WHAT YOU ARE ASKED TO DO » Turn the items below into a two-column CSV with the header row input,output. Give one row per item, with the item's text in one quoted field, its answer in the other, and every line break replaced by a space.

### EXCERPTED RECORDS ###

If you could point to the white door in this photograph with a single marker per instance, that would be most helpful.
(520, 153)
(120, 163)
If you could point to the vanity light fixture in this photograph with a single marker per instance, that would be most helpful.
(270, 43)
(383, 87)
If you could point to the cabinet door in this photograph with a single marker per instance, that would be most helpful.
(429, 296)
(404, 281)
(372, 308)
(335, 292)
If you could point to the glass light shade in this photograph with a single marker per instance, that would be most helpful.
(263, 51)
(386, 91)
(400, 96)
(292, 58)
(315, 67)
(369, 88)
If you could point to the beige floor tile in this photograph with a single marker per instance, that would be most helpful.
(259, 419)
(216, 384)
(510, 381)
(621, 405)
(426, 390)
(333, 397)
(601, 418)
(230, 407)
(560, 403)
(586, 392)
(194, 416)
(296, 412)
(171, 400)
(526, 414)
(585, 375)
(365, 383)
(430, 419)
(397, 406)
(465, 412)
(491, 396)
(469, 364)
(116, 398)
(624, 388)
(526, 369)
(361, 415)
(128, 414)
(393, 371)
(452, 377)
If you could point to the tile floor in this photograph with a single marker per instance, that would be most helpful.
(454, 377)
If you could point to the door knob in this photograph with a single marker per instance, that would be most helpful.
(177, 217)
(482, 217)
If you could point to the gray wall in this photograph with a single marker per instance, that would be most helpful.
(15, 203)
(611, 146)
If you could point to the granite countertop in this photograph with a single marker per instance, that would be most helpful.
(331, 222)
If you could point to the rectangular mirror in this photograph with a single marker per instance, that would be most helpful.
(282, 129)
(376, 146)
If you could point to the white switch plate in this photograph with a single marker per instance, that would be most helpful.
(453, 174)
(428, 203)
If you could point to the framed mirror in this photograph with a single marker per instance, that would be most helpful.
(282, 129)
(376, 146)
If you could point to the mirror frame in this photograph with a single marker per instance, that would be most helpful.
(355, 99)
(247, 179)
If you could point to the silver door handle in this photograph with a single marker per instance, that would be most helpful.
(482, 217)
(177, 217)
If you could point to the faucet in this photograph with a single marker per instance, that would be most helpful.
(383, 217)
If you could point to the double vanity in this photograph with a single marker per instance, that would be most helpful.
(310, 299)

###

ANSWER »
input,output
"If you could point to the white door in this photograph with a single marker per instance, that would be most helpful.","(520, 153) (120, 163)"
"If you could point to the vanity light fixture in this photograph with a single marker per instance, that would be most helpful.","(270, 43) (383, 87)"
"If you could point to the cabinet door in this photograph with a single marker per instance, that would be most helpful.","(429, 296) (404, 281) (372, 308) (335, 292)"
"If you could point to the glass light shade in this photograph with a single marker per instance, that would be most helpful.","(263, 51) (386, 91) (400, 96) (292, 58) (315, 67) (369, 88)"
"If you could point to the beige floor tile in this photograph with a single marker per instance, that would be most helpful.","(259, 419) (216, 384) (510, 381) (621, 405) (426, 390) (333, 397) (601, 418) (230, 407) (560, 403) (586, 392) (194, 416) (296, 412) (171, 400) (526, 414) (585, 375) (365, 383) (430, 419) (397, 406) (465, 412) (491, 396) (469, 364) (116, 398) (624, 388) (526, 369) (361, 415) (128, 414) (393, 371) (452, 377)"
"If you could point to the tile floor in this photograph with a single marker per instance, that would be most helpful.","(454, 377)"
"If you could point to the door knob in this photograph with a single marker per instance, that would be most helpful.","(177, 217) (482, 217)"
"If you could point to the gray wall in this photograph with a single marker per instance, that would be most helpful.","(15, 203) (611, 146)"
"If you could point to the granite countertop in this photograph with a single marker per instance, that would be most helpful.","(331, 222)"
"If you could point to the rectangular mirror in this photograph with a single marker per instance, that would be most helpful.","(282, 129) (376, 146)"
"If you could point to the white switch plate in this photograph with a single marker per instance, that would be most helpful.","(453, 174) (428, 203)"
"If you could point to the framed mirror in this photograph with a single marker per instance, that would be most helpful.","(282, 129) (376, 146)"
"If you could point to the mirror frame in this photograph with a single marker per instance, that would be most helpful.","(355, 99) (247, 179)"
"If you could point to the silver door handle in this photograph with a single marker per instance, that would be most helpful.","(482, 217) (177, 217)"
"If you could point to the faucet in this photograph with a single marker per instance, that would be most helpful.","(383, 217)"
"If you could point to the double vanity in this photograph with a single marker per instance, that would be most helpful.","(310, 299)"